The task: Only the lines from the one containing "line, I would be grateful." through the final line of the material below should be output, exactly as they stand.
↓↓↓
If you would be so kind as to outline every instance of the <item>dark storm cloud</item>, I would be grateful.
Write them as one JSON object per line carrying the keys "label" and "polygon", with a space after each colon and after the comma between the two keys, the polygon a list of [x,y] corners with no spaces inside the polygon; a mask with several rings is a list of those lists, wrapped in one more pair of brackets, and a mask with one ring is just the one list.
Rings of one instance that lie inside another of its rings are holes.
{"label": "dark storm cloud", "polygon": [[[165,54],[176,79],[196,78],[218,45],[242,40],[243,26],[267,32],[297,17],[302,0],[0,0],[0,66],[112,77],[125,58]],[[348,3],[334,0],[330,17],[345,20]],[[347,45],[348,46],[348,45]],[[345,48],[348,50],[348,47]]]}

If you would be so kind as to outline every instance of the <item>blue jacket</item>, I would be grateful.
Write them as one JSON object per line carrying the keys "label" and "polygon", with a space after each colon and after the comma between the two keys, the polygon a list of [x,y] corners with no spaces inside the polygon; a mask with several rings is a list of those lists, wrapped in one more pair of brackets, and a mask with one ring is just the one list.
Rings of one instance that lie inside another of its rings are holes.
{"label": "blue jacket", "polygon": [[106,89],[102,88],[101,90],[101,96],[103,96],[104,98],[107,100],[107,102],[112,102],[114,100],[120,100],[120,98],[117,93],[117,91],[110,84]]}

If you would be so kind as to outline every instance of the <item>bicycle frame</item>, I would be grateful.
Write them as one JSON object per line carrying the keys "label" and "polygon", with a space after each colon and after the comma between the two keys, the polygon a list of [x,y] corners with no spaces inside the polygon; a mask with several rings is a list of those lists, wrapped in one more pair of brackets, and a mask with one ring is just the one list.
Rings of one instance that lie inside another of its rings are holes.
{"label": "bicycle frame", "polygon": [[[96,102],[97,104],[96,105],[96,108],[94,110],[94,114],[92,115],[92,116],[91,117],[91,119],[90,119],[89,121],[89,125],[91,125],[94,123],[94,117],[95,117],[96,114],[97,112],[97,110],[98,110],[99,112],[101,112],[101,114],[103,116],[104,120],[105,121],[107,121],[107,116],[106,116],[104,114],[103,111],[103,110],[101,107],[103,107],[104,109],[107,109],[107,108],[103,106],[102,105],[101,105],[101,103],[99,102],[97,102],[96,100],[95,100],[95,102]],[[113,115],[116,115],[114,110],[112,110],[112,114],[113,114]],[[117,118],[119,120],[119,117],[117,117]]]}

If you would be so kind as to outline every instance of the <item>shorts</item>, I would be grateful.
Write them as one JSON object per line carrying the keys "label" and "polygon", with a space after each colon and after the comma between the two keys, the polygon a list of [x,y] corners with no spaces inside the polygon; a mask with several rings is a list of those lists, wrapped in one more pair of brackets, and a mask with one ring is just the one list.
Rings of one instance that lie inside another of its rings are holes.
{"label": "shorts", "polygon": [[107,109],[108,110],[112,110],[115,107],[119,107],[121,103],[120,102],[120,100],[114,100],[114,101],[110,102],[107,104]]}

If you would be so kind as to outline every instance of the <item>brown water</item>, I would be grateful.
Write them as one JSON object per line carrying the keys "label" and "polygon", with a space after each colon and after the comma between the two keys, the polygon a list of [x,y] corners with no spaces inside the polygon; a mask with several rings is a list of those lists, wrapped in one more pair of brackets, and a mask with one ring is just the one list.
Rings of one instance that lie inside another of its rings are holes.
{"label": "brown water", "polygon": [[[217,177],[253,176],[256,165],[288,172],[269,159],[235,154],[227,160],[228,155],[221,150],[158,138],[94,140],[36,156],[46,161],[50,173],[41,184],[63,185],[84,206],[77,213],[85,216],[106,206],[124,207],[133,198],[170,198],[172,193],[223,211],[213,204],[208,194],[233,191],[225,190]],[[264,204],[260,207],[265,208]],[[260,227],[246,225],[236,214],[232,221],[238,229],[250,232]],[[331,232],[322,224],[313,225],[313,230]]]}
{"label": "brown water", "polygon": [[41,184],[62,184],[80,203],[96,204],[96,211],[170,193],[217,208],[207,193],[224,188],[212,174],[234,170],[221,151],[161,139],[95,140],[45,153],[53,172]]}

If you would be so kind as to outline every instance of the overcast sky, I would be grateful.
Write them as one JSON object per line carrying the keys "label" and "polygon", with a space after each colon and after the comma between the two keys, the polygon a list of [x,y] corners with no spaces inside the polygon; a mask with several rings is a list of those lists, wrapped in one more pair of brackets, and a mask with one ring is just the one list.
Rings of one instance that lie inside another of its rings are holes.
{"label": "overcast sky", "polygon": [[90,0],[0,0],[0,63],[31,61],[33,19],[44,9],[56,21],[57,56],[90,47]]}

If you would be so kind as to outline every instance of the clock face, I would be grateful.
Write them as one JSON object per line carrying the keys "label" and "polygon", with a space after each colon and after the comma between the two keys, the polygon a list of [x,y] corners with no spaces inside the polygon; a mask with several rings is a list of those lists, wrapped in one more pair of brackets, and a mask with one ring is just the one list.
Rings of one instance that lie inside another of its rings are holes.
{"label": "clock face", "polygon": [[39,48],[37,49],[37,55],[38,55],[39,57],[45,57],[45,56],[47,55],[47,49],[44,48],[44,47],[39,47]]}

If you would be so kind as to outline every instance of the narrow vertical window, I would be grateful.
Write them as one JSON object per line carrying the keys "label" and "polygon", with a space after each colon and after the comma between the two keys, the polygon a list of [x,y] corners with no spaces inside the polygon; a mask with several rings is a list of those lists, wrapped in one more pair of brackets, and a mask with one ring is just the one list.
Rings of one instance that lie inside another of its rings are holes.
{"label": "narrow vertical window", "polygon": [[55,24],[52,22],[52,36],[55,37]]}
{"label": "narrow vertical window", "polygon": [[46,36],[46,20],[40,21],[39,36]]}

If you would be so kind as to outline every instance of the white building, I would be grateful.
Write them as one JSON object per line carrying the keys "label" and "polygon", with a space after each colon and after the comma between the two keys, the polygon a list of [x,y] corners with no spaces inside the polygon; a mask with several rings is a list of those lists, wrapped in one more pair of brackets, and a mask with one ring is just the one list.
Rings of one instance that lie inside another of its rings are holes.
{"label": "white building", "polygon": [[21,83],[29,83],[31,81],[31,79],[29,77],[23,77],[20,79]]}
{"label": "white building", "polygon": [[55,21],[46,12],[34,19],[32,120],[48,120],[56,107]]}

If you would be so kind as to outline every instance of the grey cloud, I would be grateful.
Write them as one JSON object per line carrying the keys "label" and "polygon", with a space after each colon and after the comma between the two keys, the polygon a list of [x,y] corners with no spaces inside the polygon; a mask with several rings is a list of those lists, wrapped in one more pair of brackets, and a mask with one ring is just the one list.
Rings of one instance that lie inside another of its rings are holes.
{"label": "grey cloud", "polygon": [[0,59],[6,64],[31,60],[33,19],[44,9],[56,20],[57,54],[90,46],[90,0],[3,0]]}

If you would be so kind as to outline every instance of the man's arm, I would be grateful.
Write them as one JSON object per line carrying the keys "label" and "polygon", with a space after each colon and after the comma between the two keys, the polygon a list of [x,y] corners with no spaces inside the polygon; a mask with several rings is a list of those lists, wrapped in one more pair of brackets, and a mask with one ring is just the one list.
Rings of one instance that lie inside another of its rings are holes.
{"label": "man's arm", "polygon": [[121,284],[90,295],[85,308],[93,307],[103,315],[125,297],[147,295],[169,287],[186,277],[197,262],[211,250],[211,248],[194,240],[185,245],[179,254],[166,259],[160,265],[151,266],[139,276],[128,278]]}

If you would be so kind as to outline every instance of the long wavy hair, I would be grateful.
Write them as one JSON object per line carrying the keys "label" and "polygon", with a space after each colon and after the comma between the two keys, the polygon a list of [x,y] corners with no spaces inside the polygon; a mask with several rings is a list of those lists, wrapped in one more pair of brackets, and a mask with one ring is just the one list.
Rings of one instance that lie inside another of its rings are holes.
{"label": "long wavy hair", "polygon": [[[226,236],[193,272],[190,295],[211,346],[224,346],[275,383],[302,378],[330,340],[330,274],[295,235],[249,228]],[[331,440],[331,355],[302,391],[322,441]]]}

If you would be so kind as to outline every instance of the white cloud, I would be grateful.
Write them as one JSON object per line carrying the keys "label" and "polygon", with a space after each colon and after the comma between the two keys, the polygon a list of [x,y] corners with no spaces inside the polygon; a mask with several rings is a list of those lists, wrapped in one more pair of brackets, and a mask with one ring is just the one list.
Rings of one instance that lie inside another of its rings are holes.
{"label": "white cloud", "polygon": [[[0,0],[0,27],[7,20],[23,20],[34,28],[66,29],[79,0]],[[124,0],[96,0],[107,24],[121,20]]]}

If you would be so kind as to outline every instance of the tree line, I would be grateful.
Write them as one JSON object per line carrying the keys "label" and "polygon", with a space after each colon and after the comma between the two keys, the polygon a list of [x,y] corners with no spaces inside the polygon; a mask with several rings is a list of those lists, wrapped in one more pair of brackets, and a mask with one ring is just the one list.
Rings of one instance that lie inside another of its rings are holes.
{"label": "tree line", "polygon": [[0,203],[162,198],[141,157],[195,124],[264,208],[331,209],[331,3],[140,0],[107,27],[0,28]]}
↑↑↑
Solution for this exercise:
If you would be so kind as to outline every instance of the tree line, I would be grateful.
Write them as one JSON object per line carrying the keys "label" and "polygon", with a space after each colon and after the comma between the two keys, the polygon a list of [x,y] corners with no spaces inside the polygon; a mask with several rings is a list of those lists, wrapped in one more pair of brackets, and a mask with one ring is just the one list.
Rings of one instance that lie inside another of its rings are holes.
{"label": "tree line", "polygon": [[0,203],[162,198],[141,157],[195,124],[264,208],[331,209],[331,3],[140,0],[107,27],[0,28]]}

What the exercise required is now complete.